**GIVEN EXERCISE**
Please rewrite the lines below as a two-column CSV headed line_text and answer, with one row for each line paired with its answer. Put each value in one quoted field, turn any line breaks into spaces, and leave out the pictures.

++++

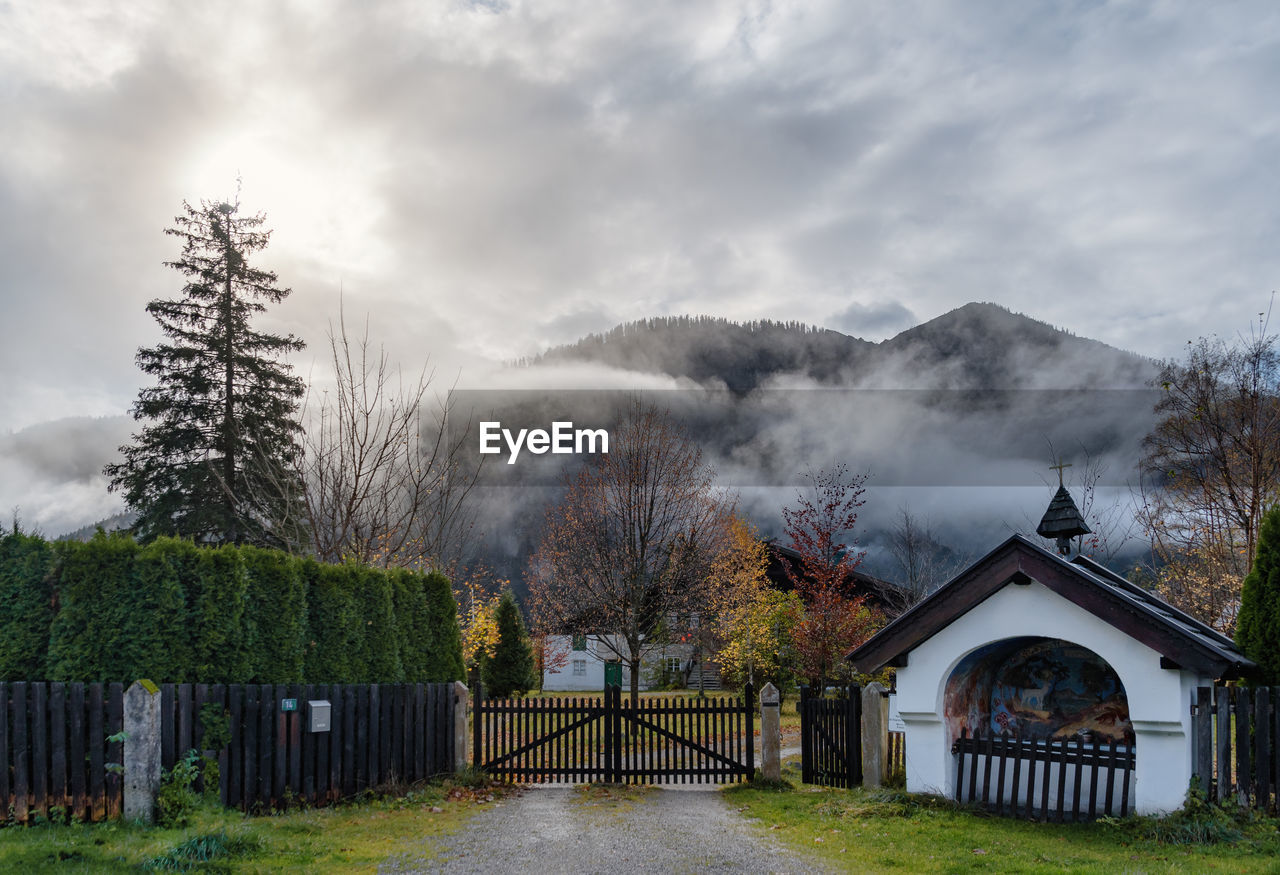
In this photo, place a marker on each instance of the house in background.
(593, 660)
(684, 660)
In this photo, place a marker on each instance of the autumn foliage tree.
(631, 541)
(821, 528)
(1214, 466)
(753, 622)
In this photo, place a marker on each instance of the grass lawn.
(890, 830)
(348, 838)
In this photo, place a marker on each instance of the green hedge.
(26, 605)
(113, 610)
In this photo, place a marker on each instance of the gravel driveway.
(606, 829)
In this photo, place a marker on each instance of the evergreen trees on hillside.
(213, 459)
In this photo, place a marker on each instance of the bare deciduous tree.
(384, 480)
(631, 541)
(1215, 453)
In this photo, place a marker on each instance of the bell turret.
(1063, 521)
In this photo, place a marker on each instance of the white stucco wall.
(1159, 699)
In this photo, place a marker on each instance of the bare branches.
(924, 563)
(1215, 453)
(383, 482)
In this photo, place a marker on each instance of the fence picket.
(96, 754)
(1262, 747)
(114, 788)
(1243, 750)
(1223, 711)
(58, 746)
(21, 755)
(40, 748)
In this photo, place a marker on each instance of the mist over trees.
(1212, 471)
(220, 434)
(631, 543)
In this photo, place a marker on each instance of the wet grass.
(892, 830)
(353, 837)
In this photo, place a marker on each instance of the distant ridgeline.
(109, 609)
(978, 346)
(711, 348)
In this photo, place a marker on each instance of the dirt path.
(606, 829)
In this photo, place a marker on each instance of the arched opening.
(1037, 688)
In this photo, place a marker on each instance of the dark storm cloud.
(490, 178)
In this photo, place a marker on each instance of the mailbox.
(318, 715)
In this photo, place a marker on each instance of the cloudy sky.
(483, 179)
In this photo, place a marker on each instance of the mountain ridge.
(977, 346)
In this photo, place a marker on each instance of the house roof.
(1179, 638)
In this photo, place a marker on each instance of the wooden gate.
(583, 740)
(831, 738)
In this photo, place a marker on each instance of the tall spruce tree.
(1257, 626)
(214, 461)
(511, 668)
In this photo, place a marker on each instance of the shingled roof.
(1180, 640)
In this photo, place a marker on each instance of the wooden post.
(771, 733)
(141, 750)
(460, 724)
(874, 734)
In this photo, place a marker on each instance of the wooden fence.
(379, 734)
(1235, 732)
(56, 759)
(54, 751)
(583, 740)
(831, 738)
(1075, 779)
(895, 764)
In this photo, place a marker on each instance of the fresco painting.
(1037, 688)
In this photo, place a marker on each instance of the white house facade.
(1046, 647)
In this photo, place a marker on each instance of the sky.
(480, 181)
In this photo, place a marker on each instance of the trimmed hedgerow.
(26, 605)
(113, 610)
(275, 615)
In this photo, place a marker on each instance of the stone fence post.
(141, 750)
(874, 734)
(771, 733)
(461, 696)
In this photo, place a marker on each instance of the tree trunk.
(229, 407)
(635, 682)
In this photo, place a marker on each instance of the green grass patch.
(892, 830)
(353, 837)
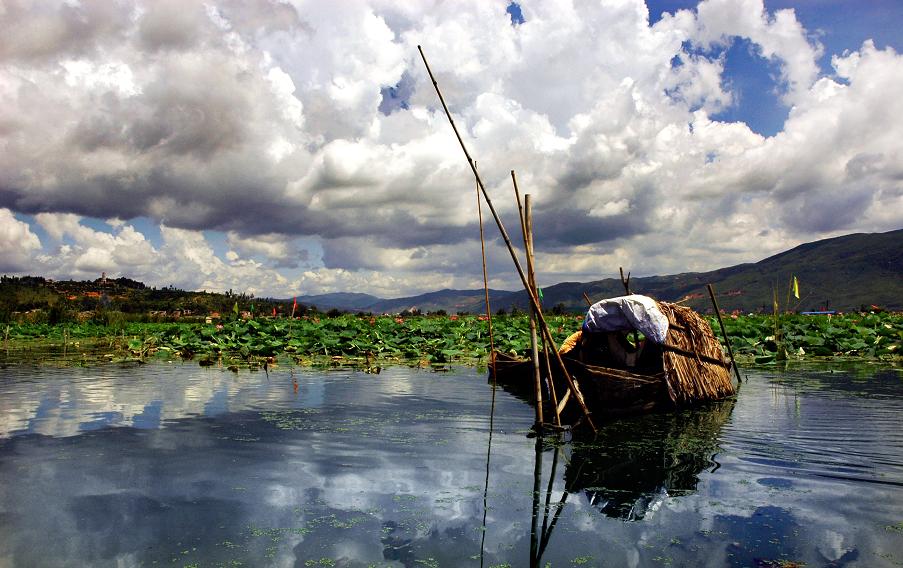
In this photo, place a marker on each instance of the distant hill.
(347, 301)
(842, 273)
(451, 301)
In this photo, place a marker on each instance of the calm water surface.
(178, 465)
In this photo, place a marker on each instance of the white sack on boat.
(627, 313)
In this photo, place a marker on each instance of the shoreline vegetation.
(369, 342)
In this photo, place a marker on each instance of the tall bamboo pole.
(531, 281)
(520, 271)
(531, 270)
(486, 285)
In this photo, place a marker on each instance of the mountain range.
(842, 273)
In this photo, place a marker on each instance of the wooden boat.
(687, 368)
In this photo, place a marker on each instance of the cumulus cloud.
(275, 121)
(17, 243)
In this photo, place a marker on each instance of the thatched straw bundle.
(690, 377)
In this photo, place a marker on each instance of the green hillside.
(842, 273)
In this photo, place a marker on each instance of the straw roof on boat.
(692, 356)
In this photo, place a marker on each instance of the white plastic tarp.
(627, 313)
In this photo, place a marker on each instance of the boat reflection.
(629, 468)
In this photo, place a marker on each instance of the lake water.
(178, 465)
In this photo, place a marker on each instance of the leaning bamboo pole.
(531, 281)
(520, 271)
(486, 287)
(727, 340)
(531, 270)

++++

**WRITTEN RESPONSE**
line_text,answer
"In this photo, place a marker on each instance of the house in background.","(593, 660) (684, 660)"
"In this photo, place a marker on each instance of the autumn foliage tree.","(631, 541) (821, 528) (1214, 466) (753, 622)"
"In this photo, place a marker on each instance of the grass lawn.","(890, 830) (348, 838)"
"In this photo, place a marker on each instance of the green hedge.","(26, 605) (113, 610)"
"In this photo, place a marker on each instance of the gravel driveway.","(606, 829)"
"In this photo, place a marker on each instance of the evergreen trees on hillside.","(213, 459)"
"In this photo, place a marker on each instance of the bare deciduous tree.","(384, 480) (631, 541) (1215, 453)"
"In this photo, place a marker on each instance of the bell turret.","(1063, 521)"
"In this photo, place a marker on each instance of the white stucco wall.","(1159, 699)"
"In this photo, place a marker on each instance of the bare branches.","(924, 563) (1215, 453) (383, 482)"
"In this photo, place a marker on each instance of the fence picket.","(96, 754) (1262, 747) (114, 788) (1243, 750) (1223, 711) (58, 746) (21, 755) (40, 748)"
"In this photo, place a marker on each instance of the mist over trees.","(1212, 471) (220, 434) (631, 543)"
"In this photo, place a marker on each instance of the wet grass.","(892, 830) (353, 837)"
"In this photo, place a marker on each instance of the distant ridgeline.","(109, 609) (978, 346) (711, 348)"
"In this photo, place a marker on each instance of the dirt path.","(606, 829)"
"In this photo, place a marker on each instance of the arched opening.","(1037, 688)"
"In this photo, place a marker on each instance of the dark storm cloud.","(490, 178)"
"In this photo, place a marker on each instance of the mailbox.","(318, 715)"
"In this photo, place a marker on each instance of the cloudy sky.","(483, 179)"
"In this photo, place a marker on each instance of the mountain ridge.","(977, 346)"
"In this photo, place a marker on each instance of the house roof.","(1179, 638)"
"In this photo, place a marker on each instance of the wooden gate.","(583, 740) (831, 738)"
"In this photo, place a marker on each instance of the tall spruce tree.","(1257, 626) (214, 461) (511, 668)"
"In this photo, place a marker on each instance of the shingled roof.","(1180, 640)"
"In this photo, place a marker on each instance of the wooden post.","(771, 733) (141, 750) (460, 724) (874, 734)"
"In this photo, place a marker on each instance of the wooden fence.","(379, 734) (1235, 732) (56, 759) (54, 751) (583, 740) (831, 738) (1075, 779) (895, 764)"
"In this photo, place a marker on each instance of the fresco painting.","(1037, 688)"
"In this photo, place a marker on each instance of the white house facade.","(1046, 647)"
"In this photo, place a marker on each instance of the sky.","(480, 181)"
"In this photo, place a marker on each instance of the trimmed hedgerow.","(26, 605) (113, 610) (275, 615)"
"In this photo, place a marker on each instance of the stone fence post.","(141, 750) (874, 734) (771, 733) (461, 696)"
"In this photo, place a marker on each instance of the tree trunk.","(229, 407) (635, 682)"
"In this photo, place a marker on each instance of the green grass patch.","(892, 830) (353, 837)"
"In this photo, place a marker on each instance of the distant hill.","(347, 301) (842, 273) (451, 301)"
"In this photo, place a marker on each instance of the calm water surface.","(178, 465)"
"In this photo, place a marker on each instance of the white sack on boat.","(627, 313)"
"In this photo, place a marker on each instance of the shoreline vegetation.","(369, 342)"
"In this photo, place a marker on each instance of the tall bamboo pole.","(531, 281) (520, 271) (531, 270) (486, 285)"
"In this photo, place a marker on each instance of the mountain range.","(842, 273)"
"In this photo, place a marker on each instance of the wooden boat.","(687, 368)"
"In this photo, place a marker on each instance of the cumulus cloud.","(275, 121) (17, 243)"
"In this photo, place a marker on each instance of the thatched straw bundle.","(690, 377)"
"In this photo, place a marker on each instance of the green hillside.","(842, 273)"
"In this photo, place a marker on each instance of the straw roof on boat.","(692, 356)"
"In this photo, place a marker on each instance of the white plastic tarp.","(627, 313)"
"In this photo, place a marker on each instance of the boat reflection.","(629, 468)"
"In this photo, place a marker on each instance of the lake water.","(178, 465)"
"In this photo, place a marker on each instance of the leaning bamboo pole.","(531, 281) (520, 271) (486, 287) (727, 340) (531, 270)"